-- Start INPUT FOR THIS TASK --

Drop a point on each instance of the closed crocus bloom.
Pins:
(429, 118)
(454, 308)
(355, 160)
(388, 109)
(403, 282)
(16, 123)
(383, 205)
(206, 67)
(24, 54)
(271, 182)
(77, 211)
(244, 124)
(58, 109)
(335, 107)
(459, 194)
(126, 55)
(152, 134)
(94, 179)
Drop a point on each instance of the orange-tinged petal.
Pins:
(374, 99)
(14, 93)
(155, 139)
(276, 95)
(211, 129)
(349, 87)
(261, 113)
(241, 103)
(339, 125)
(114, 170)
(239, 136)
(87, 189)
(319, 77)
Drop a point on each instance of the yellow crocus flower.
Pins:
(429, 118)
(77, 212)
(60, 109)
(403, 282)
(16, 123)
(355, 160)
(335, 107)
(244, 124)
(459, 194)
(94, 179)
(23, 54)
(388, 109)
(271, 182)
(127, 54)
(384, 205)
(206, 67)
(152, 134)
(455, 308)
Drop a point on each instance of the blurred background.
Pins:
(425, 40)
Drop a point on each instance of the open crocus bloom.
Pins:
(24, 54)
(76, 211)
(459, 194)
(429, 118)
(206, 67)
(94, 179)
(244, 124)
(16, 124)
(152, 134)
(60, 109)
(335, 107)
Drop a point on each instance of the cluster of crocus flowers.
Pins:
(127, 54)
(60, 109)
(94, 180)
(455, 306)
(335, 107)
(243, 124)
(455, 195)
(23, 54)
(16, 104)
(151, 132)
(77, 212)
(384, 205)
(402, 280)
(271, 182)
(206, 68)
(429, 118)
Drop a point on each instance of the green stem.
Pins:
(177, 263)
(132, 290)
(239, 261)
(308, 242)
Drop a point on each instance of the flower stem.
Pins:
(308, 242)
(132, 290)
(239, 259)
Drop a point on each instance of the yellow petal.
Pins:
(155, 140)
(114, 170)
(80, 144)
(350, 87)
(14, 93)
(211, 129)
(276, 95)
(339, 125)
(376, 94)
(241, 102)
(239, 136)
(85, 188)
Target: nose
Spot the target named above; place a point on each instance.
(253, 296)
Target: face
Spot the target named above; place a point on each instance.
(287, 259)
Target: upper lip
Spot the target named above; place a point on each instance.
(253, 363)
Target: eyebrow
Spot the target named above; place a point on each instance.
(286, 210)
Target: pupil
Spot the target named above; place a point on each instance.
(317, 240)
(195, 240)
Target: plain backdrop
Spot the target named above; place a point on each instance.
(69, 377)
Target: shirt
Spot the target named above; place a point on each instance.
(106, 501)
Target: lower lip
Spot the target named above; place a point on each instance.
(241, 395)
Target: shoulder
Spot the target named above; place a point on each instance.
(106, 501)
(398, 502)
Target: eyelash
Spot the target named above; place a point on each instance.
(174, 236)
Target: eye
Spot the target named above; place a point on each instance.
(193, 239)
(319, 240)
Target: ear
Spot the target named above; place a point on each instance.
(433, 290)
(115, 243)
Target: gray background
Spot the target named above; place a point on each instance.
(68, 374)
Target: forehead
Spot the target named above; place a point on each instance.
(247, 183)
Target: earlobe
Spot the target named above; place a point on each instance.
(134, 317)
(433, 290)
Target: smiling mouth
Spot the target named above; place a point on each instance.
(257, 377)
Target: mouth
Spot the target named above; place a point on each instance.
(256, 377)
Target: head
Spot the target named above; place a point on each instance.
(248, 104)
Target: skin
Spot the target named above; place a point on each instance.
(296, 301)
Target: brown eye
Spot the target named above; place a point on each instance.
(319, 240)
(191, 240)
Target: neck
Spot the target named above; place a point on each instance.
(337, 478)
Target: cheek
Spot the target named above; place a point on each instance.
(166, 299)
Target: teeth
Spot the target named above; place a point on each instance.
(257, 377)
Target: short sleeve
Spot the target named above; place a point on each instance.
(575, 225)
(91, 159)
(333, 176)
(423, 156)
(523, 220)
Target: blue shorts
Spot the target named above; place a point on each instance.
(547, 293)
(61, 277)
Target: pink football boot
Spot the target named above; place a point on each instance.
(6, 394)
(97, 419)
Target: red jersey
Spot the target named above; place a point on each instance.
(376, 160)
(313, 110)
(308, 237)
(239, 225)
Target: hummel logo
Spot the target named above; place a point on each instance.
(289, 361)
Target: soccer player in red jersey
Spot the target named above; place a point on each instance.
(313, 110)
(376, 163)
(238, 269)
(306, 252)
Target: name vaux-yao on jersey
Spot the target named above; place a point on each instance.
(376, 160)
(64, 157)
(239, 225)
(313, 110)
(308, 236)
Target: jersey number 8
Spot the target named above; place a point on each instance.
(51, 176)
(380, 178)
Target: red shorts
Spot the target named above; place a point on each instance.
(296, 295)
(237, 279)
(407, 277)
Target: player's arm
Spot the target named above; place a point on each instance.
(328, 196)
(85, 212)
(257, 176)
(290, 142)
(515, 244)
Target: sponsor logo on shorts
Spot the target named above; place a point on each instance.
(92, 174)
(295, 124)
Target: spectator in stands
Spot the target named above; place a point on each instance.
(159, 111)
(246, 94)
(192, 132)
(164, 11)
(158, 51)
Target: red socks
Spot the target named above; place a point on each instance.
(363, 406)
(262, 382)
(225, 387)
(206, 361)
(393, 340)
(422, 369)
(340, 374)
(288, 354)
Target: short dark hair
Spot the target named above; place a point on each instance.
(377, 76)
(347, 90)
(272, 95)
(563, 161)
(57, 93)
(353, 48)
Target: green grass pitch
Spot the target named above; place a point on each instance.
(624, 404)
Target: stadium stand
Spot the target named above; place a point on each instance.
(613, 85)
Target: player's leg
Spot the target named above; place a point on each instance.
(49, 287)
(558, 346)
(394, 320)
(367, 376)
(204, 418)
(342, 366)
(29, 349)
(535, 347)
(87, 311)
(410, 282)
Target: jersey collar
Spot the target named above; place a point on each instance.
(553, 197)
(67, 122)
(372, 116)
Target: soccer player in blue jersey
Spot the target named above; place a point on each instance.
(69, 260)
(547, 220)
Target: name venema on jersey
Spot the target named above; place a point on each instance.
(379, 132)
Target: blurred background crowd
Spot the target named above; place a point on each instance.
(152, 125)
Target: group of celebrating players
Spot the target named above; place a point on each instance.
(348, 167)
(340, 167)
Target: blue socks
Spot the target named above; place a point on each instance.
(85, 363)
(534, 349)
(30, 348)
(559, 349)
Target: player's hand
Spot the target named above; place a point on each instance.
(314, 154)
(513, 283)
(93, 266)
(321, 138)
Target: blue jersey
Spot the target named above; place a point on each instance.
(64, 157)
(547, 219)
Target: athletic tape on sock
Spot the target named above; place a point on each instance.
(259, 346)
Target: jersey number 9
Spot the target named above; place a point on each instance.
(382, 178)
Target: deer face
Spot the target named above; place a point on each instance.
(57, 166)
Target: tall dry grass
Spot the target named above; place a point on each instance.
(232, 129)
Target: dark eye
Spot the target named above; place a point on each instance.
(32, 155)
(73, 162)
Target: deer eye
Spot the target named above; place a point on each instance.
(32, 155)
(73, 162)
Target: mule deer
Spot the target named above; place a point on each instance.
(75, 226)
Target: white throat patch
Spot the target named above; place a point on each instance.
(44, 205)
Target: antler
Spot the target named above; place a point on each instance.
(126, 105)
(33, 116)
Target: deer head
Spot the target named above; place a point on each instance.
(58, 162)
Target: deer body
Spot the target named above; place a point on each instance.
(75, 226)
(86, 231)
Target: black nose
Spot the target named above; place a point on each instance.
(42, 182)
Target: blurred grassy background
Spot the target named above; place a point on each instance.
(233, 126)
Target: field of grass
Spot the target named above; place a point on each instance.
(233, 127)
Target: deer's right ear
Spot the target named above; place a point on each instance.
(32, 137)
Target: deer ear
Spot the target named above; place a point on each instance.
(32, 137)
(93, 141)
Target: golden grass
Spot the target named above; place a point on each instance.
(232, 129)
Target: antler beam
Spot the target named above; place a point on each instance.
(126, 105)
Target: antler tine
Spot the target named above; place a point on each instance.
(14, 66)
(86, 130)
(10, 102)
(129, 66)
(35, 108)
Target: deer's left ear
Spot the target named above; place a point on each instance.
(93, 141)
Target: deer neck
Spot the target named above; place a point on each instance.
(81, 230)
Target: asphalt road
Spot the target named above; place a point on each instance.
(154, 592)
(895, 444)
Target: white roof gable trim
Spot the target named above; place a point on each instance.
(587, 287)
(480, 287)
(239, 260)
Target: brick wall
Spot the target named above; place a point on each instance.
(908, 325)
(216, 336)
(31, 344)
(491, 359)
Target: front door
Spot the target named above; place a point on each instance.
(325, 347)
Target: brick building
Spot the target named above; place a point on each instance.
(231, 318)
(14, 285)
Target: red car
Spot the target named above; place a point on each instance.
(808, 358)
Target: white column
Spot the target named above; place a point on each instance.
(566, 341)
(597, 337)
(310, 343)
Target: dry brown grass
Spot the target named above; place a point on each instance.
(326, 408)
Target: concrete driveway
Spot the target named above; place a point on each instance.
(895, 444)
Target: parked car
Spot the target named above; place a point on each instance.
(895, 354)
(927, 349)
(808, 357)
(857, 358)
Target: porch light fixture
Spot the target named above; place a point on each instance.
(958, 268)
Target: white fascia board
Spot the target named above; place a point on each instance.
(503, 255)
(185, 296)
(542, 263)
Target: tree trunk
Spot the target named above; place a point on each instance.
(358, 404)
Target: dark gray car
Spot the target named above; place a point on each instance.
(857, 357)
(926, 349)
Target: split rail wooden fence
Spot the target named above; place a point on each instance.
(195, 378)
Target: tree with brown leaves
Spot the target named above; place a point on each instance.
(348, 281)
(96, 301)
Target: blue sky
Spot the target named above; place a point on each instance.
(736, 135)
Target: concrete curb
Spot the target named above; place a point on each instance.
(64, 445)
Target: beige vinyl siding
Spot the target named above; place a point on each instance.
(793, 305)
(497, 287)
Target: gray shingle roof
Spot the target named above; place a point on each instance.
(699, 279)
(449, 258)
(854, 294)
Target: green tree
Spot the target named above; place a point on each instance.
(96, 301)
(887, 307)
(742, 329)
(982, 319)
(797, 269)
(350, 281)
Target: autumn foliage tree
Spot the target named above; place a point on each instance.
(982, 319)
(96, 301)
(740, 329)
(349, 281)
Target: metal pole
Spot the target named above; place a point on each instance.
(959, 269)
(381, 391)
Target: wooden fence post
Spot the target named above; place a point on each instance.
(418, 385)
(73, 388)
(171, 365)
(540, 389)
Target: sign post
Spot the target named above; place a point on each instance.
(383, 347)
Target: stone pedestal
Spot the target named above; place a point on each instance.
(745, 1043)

-- End INPUT FOR THIS TASK --

Repeat, without change, each line of the data above from the one that contains "Target: tree with brown leaves" through the final line, counting both.

Target: tree with brown leaves
Spot the target named above; place a point on each instance.
(348, 281)
(96, 301)
Target: blue sky
Spot the target named above; place a point on each instance.
(736, 135)
Target: concrete curb
Spot the target named above; place a point on each instance.
(64, 445)
Target: beige vinyl siding
Spot the target named above; place a point on each instance.
(793, 305)
(497, 287)
Target: gray shingle roof
Spot the target named above; place a point on each instance.
(699, 279)
(449, 258)
(854, 294)
Target: green tree
Spot the target named above; place a point on each instance.
(96, 301)
(887, 307)
(742, 329)
(982, 319)
(797, 269)
(350, 281)
Target: autumn foliage tree
Spot the target named above; place a point on each instance.
(982, 319)
(96, 301)
(740, 329)
(349, 281)
Target: metal pole
Spot the target named above; place a point on each instance.
(959, 269)
(381, 391)
Target: wooden fence post
Spot the target named above; place a point on each instance.
(418, 385)
(73, 388)
(171, 365)
(540, 389)
Target: sign post
Spot the target named above; place a point on each instance.
(383, 347)
Target: stone pedestal
Spot the target named above; place a point on each instance.
(745, 1043)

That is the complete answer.